» **Stated exercise**:
Reproduce every line of the listing below verbatim, from the first line to the last.

** begin Dataset **

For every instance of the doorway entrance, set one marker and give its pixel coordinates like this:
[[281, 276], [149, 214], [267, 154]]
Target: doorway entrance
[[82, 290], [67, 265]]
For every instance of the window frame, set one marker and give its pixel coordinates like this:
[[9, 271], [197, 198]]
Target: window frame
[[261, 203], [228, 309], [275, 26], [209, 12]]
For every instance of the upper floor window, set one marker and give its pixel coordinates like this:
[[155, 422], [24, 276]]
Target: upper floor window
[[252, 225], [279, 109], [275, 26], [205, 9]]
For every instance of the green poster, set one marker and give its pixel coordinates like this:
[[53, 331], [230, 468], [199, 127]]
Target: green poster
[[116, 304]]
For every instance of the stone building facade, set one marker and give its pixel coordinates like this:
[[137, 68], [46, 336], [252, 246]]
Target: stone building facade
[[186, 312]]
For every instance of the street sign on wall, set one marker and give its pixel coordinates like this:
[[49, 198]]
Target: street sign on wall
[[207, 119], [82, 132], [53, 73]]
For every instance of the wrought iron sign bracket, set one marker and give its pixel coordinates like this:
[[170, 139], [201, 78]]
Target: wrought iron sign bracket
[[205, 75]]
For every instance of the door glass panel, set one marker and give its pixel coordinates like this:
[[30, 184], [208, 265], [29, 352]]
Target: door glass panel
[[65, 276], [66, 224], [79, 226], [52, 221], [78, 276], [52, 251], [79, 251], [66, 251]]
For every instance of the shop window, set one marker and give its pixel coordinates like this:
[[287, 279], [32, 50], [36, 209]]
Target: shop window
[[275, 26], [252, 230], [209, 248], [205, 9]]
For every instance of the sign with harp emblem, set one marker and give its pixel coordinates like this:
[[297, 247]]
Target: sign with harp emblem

** end Dataset **

» **The reply**:
For every instance of the doorway entrance, set one marker and give its pixel coordinates like this:
[[281, 276], [149, 214], [267, 154]]
Target: doorway entrance
[[82, 290], [67, 265]]
For every instance of the window frame, set one marker and give its pixel coordinates like this:
[[9, 271], [197, 198]]
Target: window frame
[[261, 203], [228, 309], [275, 26], [209, 12]]
For every instance of the upper floor window, set one marker and give its pixel coordinates like this:
[[155, 422], [24, 276]]
Target: upper floor window
[[252, 225], [279, 109], [275, 26], [205, 9]]
For every instance of the green poster, set one marker and give its pixel coordinates like this:
[[53, 331], [230, 468], [199, 127]]
Target: green poster
[[116, 304]]
For every instance of the stone building facade, set one marker and give its pixel coordinates like this:
[[137, 68], [46, 336], [252, 246]]
Target: stone building facade
[[186, 312]]
For every instance of the street sign on wall, set one marker and give its pixel coordinates like this:
[[49, 198]]
Target: street sign on wall
[[207, 119], [82, 132], [53, 73]]
For every instance of the wrought iron sign bracket, set one marker and give its pixel coordinates like this:
[[170, 139], [201, 78]]
Target: wrought iron sign bracket
[[205, 75]]
For every instance of the door glass panel, set one marker and give its pixel coordinates like this:
[[30, 184], [208, 265], [29, 352]]
Target: door glass panel
[[65, 276], [66, 224], [79, 226], [52, 221], [78, 276], [52, 251], [79, 251], [66, 251]]
For every instance of the shop window, set one marker and give its pixel coordinates like this:
[[287, 279], [32, 50], [36, 209]]
Target: shop window
[[275, 26], [252, 230], [209, 248], [205, 9]]
For every instance of the sign with harp emblem, set one marker and give its pixel coordinates like this:
[[297, 247]]
Target: sign with harp emblem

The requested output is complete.